BEGIN

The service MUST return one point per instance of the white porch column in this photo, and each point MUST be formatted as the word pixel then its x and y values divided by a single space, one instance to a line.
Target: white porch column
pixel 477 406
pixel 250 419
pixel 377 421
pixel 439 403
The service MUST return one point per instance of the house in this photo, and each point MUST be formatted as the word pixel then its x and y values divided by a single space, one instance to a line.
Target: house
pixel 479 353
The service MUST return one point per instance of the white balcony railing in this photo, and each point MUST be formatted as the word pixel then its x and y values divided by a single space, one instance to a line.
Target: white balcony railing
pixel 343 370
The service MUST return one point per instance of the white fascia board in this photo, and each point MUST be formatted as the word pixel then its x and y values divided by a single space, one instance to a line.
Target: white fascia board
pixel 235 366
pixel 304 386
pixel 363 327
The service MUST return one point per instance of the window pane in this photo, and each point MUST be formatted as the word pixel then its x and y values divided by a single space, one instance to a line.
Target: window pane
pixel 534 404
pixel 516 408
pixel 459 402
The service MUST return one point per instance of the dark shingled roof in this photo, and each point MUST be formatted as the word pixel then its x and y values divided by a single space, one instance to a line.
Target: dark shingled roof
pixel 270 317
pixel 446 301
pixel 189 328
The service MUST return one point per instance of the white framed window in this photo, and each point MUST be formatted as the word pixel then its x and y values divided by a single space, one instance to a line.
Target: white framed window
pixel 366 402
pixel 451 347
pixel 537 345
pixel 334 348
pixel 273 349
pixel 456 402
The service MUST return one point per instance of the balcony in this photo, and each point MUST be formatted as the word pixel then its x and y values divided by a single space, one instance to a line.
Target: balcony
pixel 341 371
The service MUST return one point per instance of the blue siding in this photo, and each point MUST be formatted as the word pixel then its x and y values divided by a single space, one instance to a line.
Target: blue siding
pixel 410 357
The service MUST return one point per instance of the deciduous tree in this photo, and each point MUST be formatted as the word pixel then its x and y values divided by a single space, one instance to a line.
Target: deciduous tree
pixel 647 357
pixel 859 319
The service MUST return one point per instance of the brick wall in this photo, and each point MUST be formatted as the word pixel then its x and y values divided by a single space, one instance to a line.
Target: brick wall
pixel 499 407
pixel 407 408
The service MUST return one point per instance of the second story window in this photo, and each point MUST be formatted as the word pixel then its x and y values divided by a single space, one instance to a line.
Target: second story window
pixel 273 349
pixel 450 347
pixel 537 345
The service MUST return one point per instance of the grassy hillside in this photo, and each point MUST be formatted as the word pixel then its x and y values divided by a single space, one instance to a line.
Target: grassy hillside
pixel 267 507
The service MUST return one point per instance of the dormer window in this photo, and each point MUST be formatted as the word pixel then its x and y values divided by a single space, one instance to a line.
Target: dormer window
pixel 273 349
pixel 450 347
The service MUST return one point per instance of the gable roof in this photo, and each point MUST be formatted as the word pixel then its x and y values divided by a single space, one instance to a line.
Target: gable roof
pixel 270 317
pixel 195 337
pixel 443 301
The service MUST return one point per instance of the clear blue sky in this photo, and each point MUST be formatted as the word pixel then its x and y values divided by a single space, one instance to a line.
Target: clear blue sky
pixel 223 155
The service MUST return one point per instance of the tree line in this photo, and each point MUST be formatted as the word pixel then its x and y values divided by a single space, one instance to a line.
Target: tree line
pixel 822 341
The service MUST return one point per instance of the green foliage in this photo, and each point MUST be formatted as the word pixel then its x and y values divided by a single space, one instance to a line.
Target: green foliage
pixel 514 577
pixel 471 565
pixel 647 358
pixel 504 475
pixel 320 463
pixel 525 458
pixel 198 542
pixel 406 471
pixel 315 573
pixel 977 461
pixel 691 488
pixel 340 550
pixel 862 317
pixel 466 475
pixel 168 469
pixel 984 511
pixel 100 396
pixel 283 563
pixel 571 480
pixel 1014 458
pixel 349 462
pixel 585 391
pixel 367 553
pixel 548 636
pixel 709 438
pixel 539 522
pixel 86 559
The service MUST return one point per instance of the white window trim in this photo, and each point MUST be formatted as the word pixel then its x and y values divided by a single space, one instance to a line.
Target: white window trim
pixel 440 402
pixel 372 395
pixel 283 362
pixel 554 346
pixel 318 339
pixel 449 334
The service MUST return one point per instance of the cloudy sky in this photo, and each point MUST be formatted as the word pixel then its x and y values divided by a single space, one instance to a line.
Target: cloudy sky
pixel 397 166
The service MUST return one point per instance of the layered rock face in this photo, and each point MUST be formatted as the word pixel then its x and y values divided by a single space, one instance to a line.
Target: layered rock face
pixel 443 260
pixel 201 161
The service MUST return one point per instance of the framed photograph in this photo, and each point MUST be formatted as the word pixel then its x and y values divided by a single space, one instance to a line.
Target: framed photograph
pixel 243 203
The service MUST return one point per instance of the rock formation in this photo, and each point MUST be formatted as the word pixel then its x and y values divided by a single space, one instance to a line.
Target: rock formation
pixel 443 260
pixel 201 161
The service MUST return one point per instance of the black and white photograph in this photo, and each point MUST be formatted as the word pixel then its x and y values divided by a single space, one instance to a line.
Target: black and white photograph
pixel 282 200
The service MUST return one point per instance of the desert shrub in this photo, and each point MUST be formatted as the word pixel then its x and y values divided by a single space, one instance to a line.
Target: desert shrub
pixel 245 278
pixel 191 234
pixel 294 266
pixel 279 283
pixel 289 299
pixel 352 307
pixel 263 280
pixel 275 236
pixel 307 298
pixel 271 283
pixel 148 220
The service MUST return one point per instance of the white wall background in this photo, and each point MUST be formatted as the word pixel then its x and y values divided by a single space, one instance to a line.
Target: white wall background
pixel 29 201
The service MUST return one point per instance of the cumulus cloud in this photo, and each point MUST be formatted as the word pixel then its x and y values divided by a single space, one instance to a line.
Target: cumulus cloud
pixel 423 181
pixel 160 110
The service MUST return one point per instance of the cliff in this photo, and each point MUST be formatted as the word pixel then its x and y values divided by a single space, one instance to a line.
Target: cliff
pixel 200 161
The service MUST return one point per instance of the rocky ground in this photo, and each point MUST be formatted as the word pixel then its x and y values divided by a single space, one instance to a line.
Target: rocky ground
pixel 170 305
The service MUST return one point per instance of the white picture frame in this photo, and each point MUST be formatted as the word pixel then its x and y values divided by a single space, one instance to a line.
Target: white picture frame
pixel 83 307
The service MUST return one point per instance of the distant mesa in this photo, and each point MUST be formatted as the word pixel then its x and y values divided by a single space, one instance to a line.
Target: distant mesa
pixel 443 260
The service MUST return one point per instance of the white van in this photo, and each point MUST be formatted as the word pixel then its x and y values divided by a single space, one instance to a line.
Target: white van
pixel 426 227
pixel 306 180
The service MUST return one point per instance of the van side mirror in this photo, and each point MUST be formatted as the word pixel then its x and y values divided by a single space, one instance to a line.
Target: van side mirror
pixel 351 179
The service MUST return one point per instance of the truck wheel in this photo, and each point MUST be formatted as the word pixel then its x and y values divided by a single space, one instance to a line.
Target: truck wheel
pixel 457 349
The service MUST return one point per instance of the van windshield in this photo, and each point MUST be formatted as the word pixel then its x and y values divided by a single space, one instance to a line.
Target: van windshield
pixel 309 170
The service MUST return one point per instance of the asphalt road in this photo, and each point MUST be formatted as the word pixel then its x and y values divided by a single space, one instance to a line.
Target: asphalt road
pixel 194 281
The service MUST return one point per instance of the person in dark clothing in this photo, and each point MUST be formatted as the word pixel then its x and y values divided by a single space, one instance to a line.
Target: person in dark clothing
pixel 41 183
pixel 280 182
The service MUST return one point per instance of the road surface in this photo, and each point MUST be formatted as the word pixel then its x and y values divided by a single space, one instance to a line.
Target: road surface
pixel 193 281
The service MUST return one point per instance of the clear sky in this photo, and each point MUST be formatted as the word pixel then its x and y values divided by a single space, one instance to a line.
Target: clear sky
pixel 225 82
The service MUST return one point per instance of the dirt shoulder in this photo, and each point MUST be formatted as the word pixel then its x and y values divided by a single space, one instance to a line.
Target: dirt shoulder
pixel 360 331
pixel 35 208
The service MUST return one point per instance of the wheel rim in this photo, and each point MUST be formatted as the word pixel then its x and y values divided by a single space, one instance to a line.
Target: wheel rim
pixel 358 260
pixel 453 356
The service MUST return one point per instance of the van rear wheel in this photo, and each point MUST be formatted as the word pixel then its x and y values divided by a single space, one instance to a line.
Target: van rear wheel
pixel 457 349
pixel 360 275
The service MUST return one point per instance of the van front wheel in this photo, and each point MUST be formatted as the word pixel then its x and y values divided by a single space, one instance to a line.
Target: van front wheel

END

● **Task details**
Above are some lines. Repeat exactly, and only, those from the line that has "Target: van side mirror" through the line that has "the van rear".

● **Exercise response**
Target: van side mirror
pixel 351 179
The service MUST return one point per instance of the truck wheel in this photo, and each point MUST be formatted as the word pixel then its x and y values divided by a single space, one instance to a line.
Target: truck wheel
pixel 457 349
The service MUST return one point per instance of the van windshield in this photo, and each point MUST be formatted as the word pixel then its x and y values divided by a single space, one instance to a line.
Target: van windshield
pixel 309 170
The service MUST return one point per instance of the asphalt road in this photo, and each point MUST be formatted as the word pixel then its x and y values divided by a single space, one instance to a line.
Target: asphalt road
pixel 194 281
The service MUST return one point per instance of the person in dark clothing in this photo, and each point MUST be formatted as the word pixel then its x and y values divided by a single space, one instance to a line.
Target: person in dark clothing
pixel 41 183
pixel 280 182
The service MUST return one point per instance of the road surface in this photo, and each point MUST be formatted as the word pixel then its x and y values divided by a single space, one instance to a line.
Target: road surface
pixel 193 281
The service MUST return one point per instance of the clear sky in this photo, and each point MUST be formatted as the word pixel then its x and y values divided by a single space, one instance to a line.
Target: clear sky
pixel 225 82
The service MUST return one point per instance of the dirt shoulder in this photo, and each point MUST be formatted as the word pixel then its x and y values divided by a single space, one instance to a line.
Target: dirt shoulder
pixel 360 331
pixel 35 208
The service MUST return one point per instance of the wheel rim in this photo, and each point MUST be formatted as the word pixel then its x and y values divided by a single space, one instance to a line.
Target: wheel rim
pixel 358 260
pixel 453 356
The service MUST return one point per instance of the van rear wheel in this photo, and each point MUST be formatted as the word pixel then its x and y values divided by a single space, one instance to a line.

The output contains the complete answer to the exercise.